··· EXCERPT ···

I found a strange problem in msysGit, I am wondering if it's a bug. I already discussed it here: https://groups.google.com/forum/#!topic/msysgit/6XLoSPH26kc You can download my Demo.zip attachment there. It seems not to happen in Git for Linux or OS-X. The problem occurs in msysGit 1.9.0 and 1.9.5 (running x86 version on a Windows 7 x64 system).

Essentially, the problem seems that Git for Windows assumes that two files are the same when both the timestamp and the file size match. Obviously the file contents is not inspected nor the hash recalculated.

As mentioned I created a minimal demo package to easily prove the issue. Simply download the zip file, put it in a clean directory and run the enclosed script from bash. Below is a transcript of what happens when I run the script in my situation.

The issue is a real show-stopper in my automated migration from Visual SourceSafe to Git (in a test transferring 20,000 source files the problem caused loss of roughly 0.1% of the files from the history), so I hope for a quick solution.

Welcome to Git (version 1.9.5-preview20141217)

Run 'git help git' to display the help index.

··· MATERIAL SUPPLIED ···

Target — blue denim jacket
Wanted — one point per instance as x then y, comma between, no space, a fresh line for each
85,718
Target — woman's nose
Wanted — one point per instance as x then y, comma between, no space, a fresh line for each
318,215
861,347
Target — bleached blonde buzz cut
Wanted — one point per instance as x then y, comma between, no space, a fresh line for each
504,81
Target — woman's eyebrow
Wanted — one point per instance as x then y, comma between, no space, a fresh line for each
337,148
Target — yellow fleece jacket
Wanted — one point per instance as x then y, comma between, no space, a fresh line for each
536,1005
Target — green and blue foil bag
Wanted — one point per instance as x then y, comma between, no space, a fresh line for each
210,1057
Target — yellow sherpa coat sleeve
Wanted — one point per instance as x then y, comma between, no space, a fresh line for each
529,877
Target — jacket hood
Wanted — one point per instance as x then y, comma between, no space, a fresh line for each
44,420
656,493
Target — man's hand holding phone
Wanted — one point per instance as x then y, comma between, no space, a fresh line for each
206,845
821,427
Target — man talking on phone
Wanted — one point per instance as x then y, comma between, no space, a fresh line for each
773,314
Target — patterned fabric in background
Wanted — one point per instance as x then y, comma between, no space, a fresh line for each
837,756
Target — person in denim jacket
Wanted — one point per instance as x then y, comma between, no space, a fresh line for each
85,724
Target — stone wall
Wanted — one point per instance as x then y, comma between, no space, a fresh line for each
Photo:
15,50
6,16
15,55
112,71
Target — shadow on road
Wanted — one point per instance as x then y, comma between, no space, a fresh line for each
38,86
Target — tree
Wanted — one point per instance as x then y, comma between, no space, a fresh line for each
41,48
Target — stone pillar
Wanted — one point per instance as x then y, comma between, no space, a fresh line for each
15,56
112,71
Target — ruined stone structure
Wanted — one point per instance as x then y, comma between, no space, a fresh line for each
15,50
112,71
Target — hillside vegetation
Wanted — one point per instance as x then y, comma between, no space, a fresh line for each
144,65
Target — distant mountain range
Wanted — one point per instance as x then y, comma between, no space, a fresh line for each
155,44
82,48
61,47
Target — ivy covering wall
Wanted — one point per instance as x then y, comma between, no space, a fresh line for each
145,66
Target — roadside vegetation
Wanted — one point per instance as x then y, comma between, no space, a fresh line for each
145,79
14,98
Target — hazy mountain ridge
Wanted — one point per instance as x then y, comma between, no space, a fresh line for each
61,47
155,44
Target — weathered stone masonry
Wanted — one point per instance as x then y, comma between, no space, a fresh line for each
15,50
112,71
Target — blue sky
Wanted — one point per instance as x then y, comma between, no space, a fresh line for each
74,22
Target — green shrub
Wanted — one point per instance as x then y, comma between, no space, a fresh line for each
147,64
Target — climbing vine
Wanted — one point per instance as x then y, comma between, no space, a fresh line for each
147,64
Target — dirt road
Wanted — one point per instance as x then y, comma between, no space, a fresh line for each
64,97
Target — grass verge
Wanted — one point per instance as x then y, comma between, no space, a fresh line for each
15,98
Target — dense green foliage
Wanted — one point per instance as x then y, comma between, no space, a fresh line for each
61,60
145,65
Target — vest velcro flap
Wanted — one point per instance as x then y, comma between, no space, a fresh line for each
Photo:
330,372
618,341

···

GIVEN INSTRUCTION: Write out the passage of the msysGit post from "As mentioned I" to "in my situation." word for word. The listing isn't used here.

ANSWER TO THIS PROBLEM:
As mentioned I created a minimal demo package to easily prove the issue. Simply download the zip file, put it in a clean directory and run the enclosed script from bash. Below is a transcript of what happens when I run the script in my situation.